— Prompt —
Write each line out exactly, leaving none out.
-=-=-
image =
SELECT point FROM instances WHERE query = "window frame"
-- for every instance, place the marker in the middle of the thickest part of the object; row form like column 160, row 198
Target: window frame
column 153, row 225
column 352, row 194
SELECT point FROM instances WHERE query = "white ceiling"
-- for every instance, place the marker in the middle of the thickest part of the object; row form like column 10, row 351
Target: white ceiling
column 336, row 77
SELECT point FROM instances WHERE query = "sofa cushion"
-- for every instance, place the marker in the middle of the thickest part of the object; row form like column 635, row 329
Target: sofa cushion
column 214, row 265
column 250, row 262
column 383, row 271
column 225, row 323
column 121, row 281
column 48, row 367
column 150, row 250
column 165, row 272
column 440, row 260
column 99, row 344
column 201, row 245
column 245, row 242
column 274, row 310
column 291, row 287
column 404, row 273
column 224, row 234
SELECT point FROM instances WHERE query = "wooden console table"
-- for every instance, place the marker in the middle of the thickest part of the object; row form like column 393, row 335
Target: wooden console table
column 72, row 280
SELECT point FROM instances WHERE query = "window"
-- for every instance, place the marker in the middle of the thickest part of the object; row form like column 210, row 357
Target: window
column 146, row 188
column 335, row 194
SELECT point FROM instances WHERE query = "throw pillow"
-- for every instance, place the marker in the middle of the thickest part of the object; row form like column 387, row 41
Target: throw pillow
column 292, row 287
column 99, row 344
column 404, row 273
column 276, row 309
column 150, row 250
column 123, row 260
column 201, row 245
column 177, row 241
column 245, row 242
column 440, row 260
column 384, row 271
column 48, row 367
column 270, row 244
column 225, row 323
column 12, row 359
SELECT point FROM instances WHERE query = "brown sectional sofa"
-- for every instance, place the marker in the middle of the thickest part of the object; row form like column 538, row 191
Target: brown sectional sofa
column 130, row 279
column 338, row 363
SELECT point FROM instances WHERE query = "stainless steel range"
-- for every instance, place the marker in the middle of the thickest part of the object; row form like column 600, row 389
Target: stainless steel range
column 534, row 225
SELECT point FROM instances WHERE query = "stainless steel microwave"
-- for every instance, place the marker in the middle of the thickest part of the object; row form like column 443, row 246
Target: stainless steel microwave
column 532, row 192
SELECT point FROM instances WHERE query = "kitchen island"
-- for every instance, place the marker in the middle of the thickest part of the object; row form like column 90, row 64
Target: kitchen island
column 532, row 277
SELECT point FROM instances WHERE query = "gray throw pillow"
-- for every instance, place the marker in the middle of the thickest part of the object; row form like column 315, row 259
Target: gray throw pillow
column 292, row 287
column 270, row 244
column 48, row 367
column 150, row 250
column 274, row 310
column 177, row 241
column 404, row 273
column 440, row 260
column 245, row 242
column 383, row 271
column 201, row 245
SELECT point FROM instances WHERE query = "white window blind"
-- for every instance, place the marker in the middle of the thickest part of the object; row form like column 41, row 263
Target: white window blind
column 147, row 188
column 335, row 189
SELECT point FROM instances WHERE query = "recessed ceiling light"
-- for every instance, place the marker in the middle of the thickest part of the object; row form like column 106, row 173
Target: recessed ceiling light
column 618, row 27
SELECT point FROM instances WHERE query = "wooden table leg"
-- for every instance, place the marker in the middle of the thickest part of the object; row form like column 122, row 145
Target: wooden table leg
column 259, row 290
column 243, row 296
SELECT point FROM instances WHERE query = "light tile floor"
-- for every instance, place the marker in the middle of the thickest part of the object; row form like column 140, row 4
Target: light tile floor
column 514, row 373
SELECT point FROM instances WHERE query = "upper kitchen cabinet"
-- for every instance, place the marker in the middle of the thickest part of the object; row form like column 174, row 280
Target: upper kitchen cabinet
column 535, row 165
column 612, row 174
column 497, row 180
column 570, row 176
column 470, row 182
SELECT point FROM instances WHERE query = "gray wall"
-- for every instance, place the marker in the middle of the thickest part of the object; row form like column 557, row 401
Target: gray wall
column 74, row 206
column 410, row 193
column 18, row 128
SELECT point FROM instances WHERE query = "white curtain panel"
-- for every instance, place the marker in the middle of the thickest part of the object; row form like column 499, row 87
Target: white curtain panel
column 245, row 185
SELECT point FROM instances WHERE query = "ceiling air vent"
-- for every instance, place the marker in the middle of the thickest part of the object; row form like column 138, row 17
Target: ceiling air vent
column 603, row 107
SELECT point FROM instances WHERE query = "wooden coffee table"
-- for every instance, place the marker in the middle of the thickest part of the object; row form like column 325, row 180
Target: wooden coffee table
-=-=-
— Completed exercise —
image =
SELECT point FROM instances WHERE query = "window frame"
-- for every instance, place the marker in the middle of the thickest part of the object; row form like column 160, row 198
Target: window frame
column 153, row 225
column 352, row 194
SELECT point FROM instances WHERE query = "white ceiling"
-- for every instance, place the marker in the middle of the thickest part of the object; row form like column 10, row 351
Target: white ceiling
column 336, row 77
SELECT point FROM instances WHERE query = "sofa cushion"
-- for every instance, place the marker in the middle of the thickest part of the object; row form like column 635, row 329
Target: sofa cushion
column 214, row 265
column 250, row 262
column 383, row 271
column 225, row 323
column 121, row 281
column 48, row 367
column 150, row 250
column 165, row 272
column 440, row 260
column 99, row 344
column 201, row 245
column 245, row 242
column 274, row 310
column 291, row 287
column 404, row 273
column 224, row 234
SELECT point FROM instances WHERE query = "wooden console table"
-- for every instance, place the marker in the middle of the thickest part of the object; row form like column 393, row 335
Target: wooden console table
column 72, row 280
SELECT point FROM instances WHERE query = "window"
-- for every instance, place the marker in the middle of the thickest part of the object; row form like column 210, row 357
Target: window
column 146, row 188
column 335, row 194
SELECT point FROM instances WHERE query = "throw pillow"
-- for every instance, place the marker in the middle of the thickest part of the object; row form like column 387, row 41
Target: throw pillow
column 292, row 287
column 99, row 344
column 404, row 273
column 276, row 309
column 150, row 250
column 123, row 260
column 201, row 245
column 177, row 241
column 245, row 242
column 440, row 260
column 384, row 271
column 48, row 367
column 270, row 244
column 225, row 323
column 12, row 359
SELECT point FROM instances WHERE query = "brown sectional sofa"
-- for every instance, place the marker in the middle of the thickest part of the object; row form like column 538, row 191
Target: brown sectional sofa
column 130, row 279
column 338, row 363
SELECT point FROM instances WHERE query = "stainless steel range"
-- for every instance, place the marker in the middle of the thickest part of the object; row form like column 600, row 389
Target: stainless steel range
column 534, row 225
SELECT point FROM instances WHERE query = "stainless steel microwave"
-- for every instance, place the marker in the middle of the thickest part of the object; row form like column 443, row 246
Target: stainless steel microwave
column 532, row 192
SELECT point FROM instances WHERE query = "kitchen island"
-- for every instance, place the marker in the middle of the thickest part of the object; row form like column 90, row 64
Target: kitchen island
column 532, row 277
SELECT point FROM instances WHERE query = "gray throw pillow"
-- for every instance, place the marker in the middle of the thickest part of the object; row form like column 315, row 259
Target: gray throw pillow
column 292, row 287
column 270, row 244
column 48, row 367
column 150, row 250
column 274, row 310
column 177, row 241
column 404, row 273
column 440, row 260
column 245, row 242
column 383, row 271
column 201, row 245
SELECT point FROM instances WHERE query = "white window blind"
-- for every instance, place the marker in the middle of the thickest part of the object; row form like column 41, row 263
Target: white window blind
column 147, row 188
column 335, row 189
SELECT point FROM instances WHERE query = "recessed ceiling light"
-- for every instance, place the marker in the middle of the thickest part of the object; row form like column 106, row 173
Target: recessed ceiling light
column 618, row 27
SELECT point FROM instances WHERE query = "wooden table leg"
-- for every instance, place the marker in the middle of the thickest part of the object; row form like column 122, row 145
Target: wooden table leg
column 259, row 290
column 243, row 296
SELECT point FROM instances WHERE query = "light tile floor"
-- for every instance, place the marker in the middle of the thickest part of the object; row form like column 140, row 4
Target: light tile floor
column 514, row 373
SELECT point FROM instances WHERE query = "upper kitchen cabinet"
-- for every instance, place the marker in the middle of the thickest part of the object; row form like column 174, row 280
Target: upper kitchen cabinet
column 535, row 165
column 612, row 174
column 497, row 180
column 570, row 176
column 470, row 182
SELECT point FROM instances WHERE query = "gray wall"
-- for every instance, place the marker in the middle of the thickest part of the object; row form like column 557, row 401
Target: gray wall
column 74, row 206
column 410, row 193
column 18, row 128
SELECT point FROM instances WHERE query = "white curtain panel"
-- for every instance, place the marker in the middle of the thickest part of the object; row form like column 499, row 87
Target: white curtain panel
column 245, row 185
SELECT point FROM instances WHERE query = "ceiling air vent"
-- for every instance, place the marker in the middle of the thickest part of the object; row form like column 138, row 17
Target: ceiling air vent
column 603, row 107
SELECT point FROM instances WHERE query = "wooden coffee table"
-- for every instance, place the marker in the middle of the thickest part of the object; row form like column 325, row 180
Target: wooden coffee table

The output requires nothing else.